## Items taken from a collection
▼▼▼
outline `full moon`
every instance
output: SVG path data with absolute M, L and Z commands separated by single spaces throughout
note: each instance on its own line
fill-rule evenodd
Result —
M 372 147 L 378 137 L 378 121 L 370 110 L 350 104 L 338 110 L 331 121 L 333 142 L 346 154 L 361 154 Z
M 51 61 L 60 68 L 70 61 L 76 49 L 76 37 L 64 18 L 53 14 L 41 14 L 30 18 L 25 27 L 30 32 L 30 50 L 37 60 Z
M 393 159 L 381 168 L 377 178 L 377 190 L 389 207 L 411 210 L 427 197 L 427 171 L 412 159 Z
▲▲▲
## Exercise prompt
Reproduce every item above word for word, line by line, with nothing changed.

## Result of the exercise
outline `full moon`
every instance
output: SVG path data with absolute M, L and Z commands separated by single spaces throughout
note: each instance on its own line
fill-rule evenodd
Result —
M 372 147 L 378 137 L 378 121 L 370 110 L 350 104 L 338 110 L 331 121 L 333 142 L 346 154 L 361 154 Z
M 51 61 L 60 68 L 70 61 L 76 49 L 76 37 L 64 18 L 53 14 L 41 14 L 30 18 L 25 27 L 30 32 L 30 50 L 37 60 Z
M 393 159 L 381 168 L 377 178 L 377 190 L 389 207 L 411 210 L 427 197 L 427 171 L 412 159 Z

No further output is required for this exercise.